**Çalışma Soruları:**
A. Kaynak metnin "TEK SUÇLU FANATİKLER" sözleriyle başlayan ve "estiriyor, provokasyon sergiliyor!.." sözleriyle biten bölümünü, "terör" yerine "korku" koyarak yeniden yazın.
B. Kaynak metne göre aşağıdaki soruları yanıtlayın.
(i) "Çık dışarı" diyen kimdir?
(ii) Toplantıdan dışarı çıkarılan kişi kimdir?
(iii) Devlet Bahçeli hangi partinin genel başkanıdır?

**Kaynak Metin:**
++++
Tarhan Erdem’in; “Çık dışarı” demesiyle, Mevlüt Çırakoğlu dışarı çıkarıldı ve toplantıya ancak bu “gösteri”den sonra devam edebildik...
Bu vatandaş, ertesi günkü gazetesinde, “Yazıklar olsun” dediği bizleri “Türk bayrağından utanmak ve rahatsız olmakla” itham etmiş, iyi mi?..
TEK SUÇLU FANATİKLER Mİ?
Ona bir sözüm yok... Sözüm, MHP Genel Başkanı Devlet Bahçeli’ye ve CHP Genel Başkanı Kemal Kılıçdaroğlu’na...
“Eserinizle övünebilirsiniz!”
Ankara’dan kışkırttığınız MHP’liler, Ülkücüler, CHP’liler ve “gazeteci”(!)ler, yurdun her tarafında terör estiriyor, provokasyon sergiliyor!..
Bu işler, sadece “bayrak”la, “bağırmak”la ve “slogan”la kalsa, hiç dert değil!..
++++
[Nokta tabanlı etiketleme verileri]
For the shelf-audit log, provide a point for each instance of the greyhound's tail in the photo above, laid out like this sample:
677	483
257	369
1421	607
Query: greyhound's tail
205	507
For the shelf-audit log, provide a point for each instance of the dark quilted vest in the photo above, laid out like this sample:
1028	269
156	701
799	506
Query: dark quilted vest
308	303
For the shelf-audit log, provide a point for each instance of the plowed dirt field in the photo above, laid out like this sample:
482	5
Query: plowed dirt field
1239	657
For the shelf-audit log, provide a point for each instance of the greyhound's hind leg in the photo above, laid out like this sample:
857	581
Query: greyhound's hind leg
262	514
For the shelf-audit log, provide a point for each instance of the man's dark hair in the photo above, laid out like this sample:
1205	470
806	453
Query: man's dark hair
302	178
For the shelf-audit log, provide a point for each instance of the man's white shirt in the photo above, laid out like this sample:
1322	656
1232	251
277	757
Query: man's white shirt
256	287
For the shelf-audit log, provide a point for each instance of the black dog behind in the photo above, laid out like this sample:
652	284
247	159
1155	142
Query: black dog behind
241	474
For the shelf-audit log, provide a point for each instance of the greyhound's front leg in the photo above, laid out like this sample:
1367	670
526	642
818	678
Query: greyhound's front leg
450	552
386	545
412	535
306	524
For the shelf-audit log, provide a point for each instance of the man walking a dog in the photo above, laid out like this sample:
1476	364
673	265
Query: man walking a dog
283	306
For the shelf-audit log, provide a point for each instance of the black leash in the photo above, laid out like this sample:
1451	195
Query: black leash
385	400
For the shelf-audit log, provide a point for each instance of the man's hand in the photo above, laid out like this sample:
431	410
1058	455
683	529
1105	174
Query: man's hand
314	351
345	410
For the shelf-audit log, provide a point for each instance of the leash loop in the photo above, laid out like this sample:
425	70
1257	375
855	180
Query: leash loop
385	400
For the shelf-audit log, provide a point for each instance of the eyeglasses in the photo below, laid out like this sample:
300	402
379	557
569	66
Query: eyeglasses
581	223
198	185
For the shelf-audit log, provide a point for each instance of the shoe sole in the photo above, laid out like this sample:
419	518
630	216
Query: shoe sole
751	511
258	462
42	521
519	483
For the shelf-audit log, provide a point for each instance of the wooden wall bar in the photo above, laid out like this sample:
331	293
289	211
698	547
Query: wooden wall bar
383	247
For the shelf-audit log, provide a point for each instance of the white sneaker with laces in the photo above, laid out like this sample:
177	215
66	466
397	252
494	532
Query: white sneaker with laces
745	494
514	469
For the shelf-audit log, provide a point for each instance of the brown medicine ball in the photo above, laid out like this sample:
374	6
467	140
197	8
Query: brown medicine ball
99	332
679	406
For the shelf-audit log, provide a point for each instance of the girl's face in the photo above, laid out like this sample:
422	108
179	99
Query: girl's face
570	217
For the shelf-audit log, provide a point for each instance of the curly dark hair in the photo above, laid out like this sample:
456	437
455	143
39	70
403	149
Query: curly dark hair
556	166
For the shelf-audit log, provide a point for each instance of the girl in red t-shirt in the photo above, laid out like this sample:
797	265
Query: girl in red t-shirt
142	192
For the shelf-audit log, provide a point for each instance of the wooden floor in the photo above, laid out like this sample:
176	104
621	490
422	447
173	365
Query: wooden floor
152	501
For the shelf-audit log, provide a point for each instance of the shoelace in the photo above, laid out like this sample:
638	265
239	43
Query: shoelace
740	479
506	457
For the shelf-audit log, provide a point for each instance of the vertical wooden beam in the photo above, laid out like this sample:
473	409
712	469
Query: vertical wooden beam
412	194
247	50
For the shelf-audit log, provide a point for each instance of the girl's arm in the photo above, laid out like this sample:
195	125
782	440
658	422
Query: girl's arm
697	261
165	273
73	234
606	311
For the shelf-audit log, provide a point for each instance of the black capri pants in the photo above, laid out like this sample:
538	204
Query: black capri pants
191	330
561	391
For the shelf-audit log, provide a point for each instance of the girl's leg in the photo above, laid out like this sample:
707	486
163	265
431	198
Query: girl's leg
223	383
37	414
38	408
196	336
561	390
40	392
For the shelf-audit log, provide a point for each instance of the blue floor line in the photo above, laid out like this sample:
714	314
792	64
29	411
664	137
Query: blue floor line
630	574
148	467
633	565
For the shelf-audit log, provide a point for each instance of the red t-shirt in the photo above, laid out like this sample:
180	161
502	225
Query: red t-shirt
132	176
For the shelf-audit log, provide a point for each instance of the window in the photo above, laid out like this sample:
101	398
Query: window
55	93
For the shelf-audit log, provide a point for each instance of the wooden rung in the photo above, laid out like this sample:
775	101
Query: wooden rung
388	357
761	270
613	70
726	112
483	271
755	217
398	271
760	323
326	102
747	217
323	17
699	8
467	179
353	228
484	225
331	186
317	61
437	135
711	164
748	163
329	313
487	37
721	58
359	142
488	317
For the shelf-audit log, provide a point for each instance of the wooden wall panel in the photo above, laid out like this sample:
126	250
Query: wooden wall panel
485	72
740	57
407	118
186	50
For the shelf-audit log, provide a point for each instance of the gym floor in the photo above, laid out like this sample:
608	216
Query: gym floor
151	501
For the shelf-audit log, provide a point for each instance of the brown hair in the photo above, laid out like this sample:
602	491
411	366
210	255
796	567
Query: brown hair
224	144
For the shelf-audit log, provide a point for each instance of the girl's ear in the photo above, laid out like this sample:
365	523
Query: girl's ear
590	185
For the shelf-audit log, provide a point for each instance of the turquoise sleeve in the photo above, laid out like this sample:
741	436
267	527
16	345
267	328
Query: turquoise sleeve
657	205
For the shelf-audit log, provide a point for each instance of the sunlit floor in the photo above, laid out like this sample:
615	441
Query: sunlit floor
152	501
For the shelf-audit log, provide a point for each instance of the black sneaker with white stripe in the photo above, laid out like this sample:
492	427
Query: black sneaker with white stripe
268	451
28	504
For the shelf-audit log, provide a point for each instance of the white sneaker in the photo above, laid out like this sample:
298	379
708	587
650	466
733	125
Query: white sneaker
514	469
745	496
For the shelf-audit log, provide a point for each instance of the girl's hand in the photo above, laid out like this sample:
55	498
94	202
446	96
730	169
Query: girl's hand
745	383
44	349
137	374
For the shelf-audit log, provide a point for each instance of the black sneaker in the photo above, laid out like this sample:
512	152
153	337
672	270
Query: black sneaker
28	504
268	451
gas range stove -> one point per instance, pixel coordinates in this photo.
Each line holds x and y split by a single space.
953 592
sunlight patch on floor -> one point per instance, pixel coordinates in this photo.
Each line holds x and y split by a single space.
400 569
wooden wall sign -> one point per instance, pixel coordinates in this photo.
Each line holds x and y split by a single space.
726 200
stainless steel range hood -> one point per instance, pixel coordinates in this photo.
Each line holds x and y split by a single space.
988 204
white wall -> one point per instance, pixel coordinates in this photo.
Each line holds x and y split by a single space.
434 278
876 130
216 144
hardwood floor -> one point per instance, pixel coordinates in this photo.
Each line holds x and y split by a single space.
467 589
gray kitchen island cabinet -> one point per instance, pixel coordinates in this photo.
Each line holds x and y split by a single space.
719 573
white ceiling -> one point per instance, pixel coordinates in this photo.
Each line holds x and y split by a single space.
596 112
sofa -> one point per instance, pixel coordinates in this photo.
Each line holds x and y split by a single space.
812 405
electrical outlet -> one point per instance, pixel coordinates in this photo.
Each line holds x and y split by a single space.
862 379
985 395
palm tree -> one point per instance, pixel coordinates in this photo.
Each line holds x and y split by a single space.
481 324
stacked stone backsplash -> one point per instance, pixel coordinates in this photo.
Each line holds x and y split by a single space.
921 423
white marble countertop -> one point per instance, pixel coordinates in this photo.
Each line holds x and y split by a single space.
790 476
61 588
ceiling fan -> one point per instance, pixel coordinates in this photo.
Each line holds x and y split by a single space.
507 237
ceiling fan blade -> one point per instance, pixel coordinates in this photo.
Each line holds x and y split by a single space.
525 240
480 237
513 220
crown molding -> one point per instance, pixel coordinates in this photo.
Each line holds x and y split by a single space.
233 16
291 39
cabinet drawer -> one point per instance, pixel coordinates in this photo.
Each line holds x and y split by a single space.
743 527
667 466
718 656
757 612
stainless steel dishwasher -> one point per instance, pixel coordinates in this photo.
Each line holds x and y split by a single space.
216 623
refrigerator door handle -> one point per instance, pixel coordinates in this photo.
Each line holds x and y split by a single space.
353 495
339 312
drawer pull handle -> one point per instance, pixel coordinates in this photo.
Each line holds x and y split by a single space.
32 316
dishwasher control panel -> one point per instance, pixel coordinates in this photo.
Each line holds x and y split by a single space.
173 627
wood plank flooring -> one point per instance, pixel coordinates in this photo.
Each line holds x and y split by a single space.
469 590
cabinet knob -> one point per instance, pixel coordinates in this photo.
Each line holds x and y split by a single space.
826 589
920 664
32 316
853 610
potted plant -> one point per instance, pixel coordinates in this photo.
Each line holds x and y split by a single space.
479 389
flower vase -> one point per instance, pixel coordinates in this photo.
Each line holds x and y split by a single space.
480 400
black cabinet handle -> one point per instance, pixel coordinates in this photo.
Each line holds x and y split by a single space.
++++
**Yanıtlar:**
A.
TEK SUÇLU FANATİKLER Mİ?
Ona bir sözüm yok... Sözüm, MHP Genel Başkanı Devlet Bahçeli’ye ve CHP Genel Başkanı Kemal Kılıçdaroğlu’na...
“Eserinizle övünebilirsiniz!”
Ankara’dan kışkırttığınız MHP’liler, Ülkücüler, CHP’liler ve “gazeteci”(!)ler, yurdun her tarafında korku estiriyor, provokasyon sergiliyor!..

B.
(i) Tarhan Erdem.
(ii) Mevlüt Çırakoğlu.
(iii) MHP.